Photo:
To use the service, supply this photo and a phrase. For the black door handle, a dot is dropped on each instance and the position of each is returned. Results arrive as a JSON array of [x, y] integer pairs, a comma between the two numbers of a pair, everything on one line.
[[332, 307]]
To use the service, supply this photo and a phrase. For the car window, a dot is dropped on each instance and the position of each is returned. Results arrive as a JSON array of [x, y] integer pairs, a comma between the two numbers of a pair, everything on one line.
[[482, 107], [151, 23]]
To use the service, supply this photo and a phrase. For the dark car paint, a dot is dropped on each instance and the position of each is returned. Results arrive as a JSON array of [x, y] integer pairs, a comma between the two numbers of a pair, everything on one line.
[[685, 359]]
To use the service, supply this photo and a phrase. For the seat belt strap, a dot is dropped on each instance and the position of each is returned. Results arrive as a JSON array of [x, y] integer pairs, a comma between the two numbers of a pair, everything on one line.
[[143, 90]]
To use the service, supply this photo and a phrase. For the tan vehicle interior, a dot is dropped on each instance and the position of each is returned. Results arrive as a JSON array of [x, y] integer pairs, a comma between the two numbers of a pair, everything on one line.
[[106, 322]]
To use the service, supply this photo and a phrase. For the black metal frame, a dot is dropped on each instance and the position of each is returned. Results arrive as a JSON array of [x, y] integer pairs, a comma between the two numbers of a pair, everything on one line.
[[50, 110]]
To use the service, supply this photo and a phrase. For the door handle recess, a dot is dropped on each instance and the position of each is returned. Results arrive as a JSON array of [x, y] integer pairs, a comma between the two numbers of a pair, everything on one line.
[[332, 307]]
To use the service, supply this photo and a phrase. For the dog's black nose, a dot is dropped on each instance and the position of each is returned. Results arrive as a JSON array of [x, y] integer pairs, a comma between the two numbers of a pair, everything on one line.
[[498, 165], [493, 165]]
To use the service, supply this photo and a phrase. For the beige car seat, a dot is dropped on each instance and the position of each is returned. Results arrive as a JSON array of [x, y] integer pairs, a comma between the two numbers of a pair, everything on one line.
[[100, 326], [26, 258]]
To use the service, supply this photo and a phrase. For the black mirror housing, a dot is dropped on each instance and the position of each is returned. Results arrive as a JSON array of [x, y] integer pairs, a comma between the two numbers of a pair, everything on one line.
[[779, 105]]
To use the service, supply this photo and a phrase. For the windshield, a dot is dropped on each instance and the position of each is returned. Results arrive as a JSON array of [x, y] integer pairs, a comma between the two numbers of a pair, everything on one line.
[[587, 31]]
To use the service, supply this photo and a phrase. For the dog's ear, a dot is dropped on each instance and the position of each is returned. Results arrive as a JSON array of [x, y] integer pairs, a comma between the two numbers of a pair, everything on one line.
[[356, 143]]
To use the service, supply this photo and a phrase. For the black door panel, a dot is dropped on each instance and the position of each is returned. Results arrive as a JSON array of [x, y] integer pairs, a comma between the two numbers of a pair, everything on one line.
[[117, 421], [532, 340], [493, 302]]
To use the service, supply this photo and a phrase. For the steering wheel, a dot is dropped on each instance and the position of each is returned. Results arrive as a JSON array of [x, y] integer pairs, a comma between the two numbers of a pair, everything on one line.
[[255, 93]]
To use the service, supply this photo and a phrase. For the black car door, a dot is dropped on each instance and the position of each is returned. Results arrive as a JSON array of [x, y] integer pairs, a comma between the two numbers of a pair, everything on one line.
*-*-*
» Task:
Go through the listing and print each line exactly as it appears.

» Output of the task:
Photo:
To use the service, supply this photo and a phrase. For the black door handle, a dot is dropped on each instance and the position of each is returned. Results arrive as a JSON array of [x, y] integer pairs, a comma between the two numbers of a pair, everything on one line.
[[332, 307]]
To use the service, supply this photo and a phrase. For the car window, a dot is dropped on each instance and the position of each is returned. Results arrive as a JSON array of [x, y] integer pairs, a comma between the two numbers of a pair, everything on one line.
[[482, 107], [151, 23]]
To use the service, supply this photo and a phrase. For the dark car paint, a dot is dropped on each instance and the position of each is returned. Results arrive as a JSON array of [x, y] integer pairs, a comma between the two numbers of a pair, everything on one line.
[[685, 359]]
To use the service, supply this photo and a phrase. For the seat belt strap, a dot is dropped on each instance and the position of each is returned. Results arrive as a JSON array of [x, y] integer pairs, a comma between the two numbers of a pair, everything on one line.
[[143, 90]]
To use the service, supply this photo and a phrase. For the tan vehicle interior, a dot is dropped on each instance and the position of each is returned. Results arrive as a JSON array of [x, y] integer pairs, a comma between the two numbers of a pair, everything on one line.
[[106, 322]]
To use the service, supply this photo and a phrase. For the black metal frame, a dot is dropped on each instance and the position of each is returned. Results arrive as a JSON array of [x, y] integer pairs, a comma between the two numbers of a pair, everything on one line.
[[50, 110]]
To use the service, supply this photo and a phrase. For the door handle recess, a dot is dropped on each instance and the position of each is returned. Results arrive as a JSON array of [x, y] integer pairs, a comma between the two numbers of a pair, everything on one line.
[[332, 307]]
To use the service, supply this photo and a phrase. For the dog's black nose, a dot is dropped on each instance and the position of each is returned. Results arrive as a JSON array of [x, y] integer pairs, a comma between the two numbers of a pair, everything on one line.
[[498, 165], [493, 165]]
To use the service, supply this photo and a phrase. For the beige car seat, a dot is dropped on each instance and the position of each is returned. Results arrive as a JSON array of [x, y] integer pairs, a comma between the two numbers of a pair, everything on one line.
[[100, 326], [26, 258]]
To use the service, supply this photo and a phrase. For the black mirror housing, a dot is dropped on each instance and the position of each is returned. Results arrive as a JSON array of [x, y] integer pairs, a comma between the two numbers of a pair, everything on one line.
[[779, 105]]
To use the service, supply this photo and a phrase. For the windshield, a dot is dropped on each instance and the position of each is returned. Results arrive as a JSON array of [x, y] integer pairs, a comma between the two numbers of a pair, everything on one line.
[[587, 31]]
To use the service, supply this photo and a phrase. For the dog's ear, a dot is dropped on each instance and the position of each is returned. Results arrive as a JSON array of [x, y] integer pairs, a comma between the two numbers of a pair, everything on one line.
[[356, 143]]
To use the service, supply this photo and a phrase. For the black door panel, a dot is dropped on each instance and the position of each is returned. Results arrive as a JSON array of [x, y] integer pairs, a comma between the two numbers of a pair, everything on one line.
[[117, 421], [532, 340], [493, 302]]
To use the service, supply this photo and a phrase. For the steering wheel, a dot is dropped on each instance and the position of each is returned. Results arrive as a JSON array of [x, y] integer pairs, a comma between the two numbers of a pair, everything on one line.
[[255, 93]]
To use the service, supply this photo and a phrase. For the black car door, a dot is dropped on each instance and the position of each is returned. Results arrive as a JSON array of [x, y] integer pairs, a comma between the two numbers of a pair, everything on one line.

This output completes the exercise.